По-прежнему каждое городское событие привлекало огромные толпы петербуржцев. 25 июня 1859 года на Мариинской площади состоялось торжественное открытие памятника Николаю I (скульптор П. К. Клодт, архитектор О. Монферран). Для знатной публики были построены трибуны. Предприимчивые владельцы квартир, окна которых выходили на площадь, в этот день за плату пускали желающих поглядеть на торжество. «Даже самые крыши унизались, как бусами, разноцветными дамскими зонтиками. В момент провозглашения „вечной памяти“ Николаю I раздался залп орудий из Петропавловской крепости, с канонерок, расположенных на Неве в три ряда, из всех орудий, находящихся при войсках», — писала одна из петербургских газет.

Зимой, в Крещение, происходило торжественное водосвятие на Неве. В нем участвовало высшее духовенство столицы, императорская семья, придворные, гвардия. Крещенское водосвятие было одним из самых красивых праздников в столице. На льду Невы, напротив Зимнего дворца, прорубали колодец-прорубь, над нею ставили часовню «с легкими колоннами, поддерживающими решетчатый купол, покрашенный в зеленый цвет. Под куполом, окруженный лучами, парил Святой Дух», описывал торжество французский поэт и художественный критик Теофиль Готье, посетивший Петербург зимой 1858/59 года. После службы в церкви Зимнего дворца «царский кортеж отправился… к месту крещения, или, скорее, освящения Невы. Император, великие князья в военных мундирах, служители церкви в облачениях из золотой и серебряной парчи… пестрая толпа генералов, офицеров высших чинов, проходя… сквозь плотную массу выстроенных в линии войск, являли собою великолепное и впечатляющее зрелище…

Император, великие князья, священники вошли в часовню, которая вскоре наполнилась людьми до отказа, так что с трудом можно было следить за жестами священников, отправлявших службу над прорубью. Выставленные на другом берегу, на Биржевой набережной, пушки палили поочередно в кульминационные моменты службы… Церемония окончилась, войска прошли парадным маршем, зеваки мирно разошлись, без заторов, без свалки, по обычаям самой спокойной в мире русской толпы» (Т. Готье. «Путешествие в Россию»).

Традиция участия в этом торжестве императора и членов царской семьи существовала более двухсот лет. Но однажды, когда Николай II с семьей были на водосвятии, одна из пушек Петропавловской крепости выстрелила во время салюта боевым снарядом. К счастью, никто при этом не пострадал. После этого случая император и его близкие не участвовали в церемонии водосвятия, а вскоре и сама традиция этого городского праздника прервалась.

А как весело встречали в Петербурге Пасху! Город был иллюминирован, горели огни на Ростральных колоннах; на Марсовом поле и Адмиралтейской площади проходили народные гуляния. На праздничных базарах можно было купить пасхальные яйца: фарфоровые, восковые, с сюрпризами, шоколадные, сахарные — на любой вкус.

Задания:
- a) Какого числа, согласно тексту, на Мариинской площади открыли памятник Николаю I?
- b) Выберите из записей все строки, где встречается слово «mask».

Исходные записи:
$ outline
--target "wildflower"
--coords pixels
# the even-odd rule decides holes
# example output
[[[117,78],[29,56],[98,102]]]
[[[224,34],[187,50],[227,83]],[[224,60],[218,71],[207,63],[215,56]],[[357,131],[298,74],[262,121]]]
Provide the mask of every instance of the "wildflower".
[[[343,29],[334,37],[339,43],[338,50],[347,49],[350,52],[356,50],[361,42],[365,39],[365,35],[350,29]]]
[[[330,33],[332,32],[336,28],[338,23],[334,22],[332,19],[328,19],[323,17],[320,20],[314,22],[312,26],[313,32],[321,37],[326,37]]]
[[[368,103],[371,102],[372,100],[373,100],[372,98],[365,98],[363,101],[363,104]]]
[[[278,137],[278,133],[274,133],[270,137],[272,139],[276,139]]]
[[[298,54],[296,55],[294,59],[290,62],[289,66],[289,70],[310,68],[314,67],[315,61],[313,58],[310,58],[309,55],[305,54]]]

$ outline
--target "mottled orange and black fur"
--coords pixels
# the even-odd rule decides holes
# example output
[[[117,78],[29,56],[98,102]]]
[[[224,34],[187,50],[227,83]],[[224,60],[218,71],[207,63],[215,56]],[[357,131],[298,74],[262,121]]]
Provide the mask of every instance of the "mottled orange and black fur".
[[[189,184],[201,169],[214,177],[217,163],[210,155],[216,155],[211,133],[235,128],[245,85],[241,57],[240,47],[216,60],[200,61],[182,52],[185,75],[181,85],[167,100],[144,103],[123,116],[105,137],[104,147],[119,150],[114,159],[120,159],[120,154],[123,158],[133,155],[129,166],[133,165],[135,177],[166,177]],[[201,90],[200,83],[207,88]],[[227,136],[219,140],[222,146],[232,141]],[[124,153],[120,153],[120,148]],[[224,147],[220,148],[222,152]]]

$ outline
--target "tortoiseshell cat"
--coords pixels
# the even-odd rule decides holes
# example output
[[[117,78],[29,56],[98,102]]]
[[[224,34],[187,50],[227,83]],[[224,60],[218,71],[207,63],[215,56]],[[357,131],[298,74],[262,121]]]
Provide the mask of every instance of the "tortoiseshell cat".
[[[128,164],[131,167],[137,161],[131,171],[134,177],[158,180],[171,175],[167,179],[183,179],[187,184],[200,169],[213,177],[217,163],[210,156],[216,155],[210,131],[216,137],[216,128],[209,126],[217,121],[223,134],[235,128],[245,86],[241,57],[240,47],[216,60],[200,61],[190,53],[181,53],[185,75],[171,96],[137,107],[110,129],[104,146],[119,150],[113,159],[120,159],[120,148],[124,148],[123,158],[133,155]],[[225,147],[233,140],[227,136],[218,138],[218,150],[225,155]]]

Ответы с разбором:
- a) 25 июня 1859 года.

- b)
Provide the mask of every instance of the "wildflower".
Provide the mask of every instance of the "mottled orange and black fur".
Provide the mask of every instance of the "tortoiseshell cat".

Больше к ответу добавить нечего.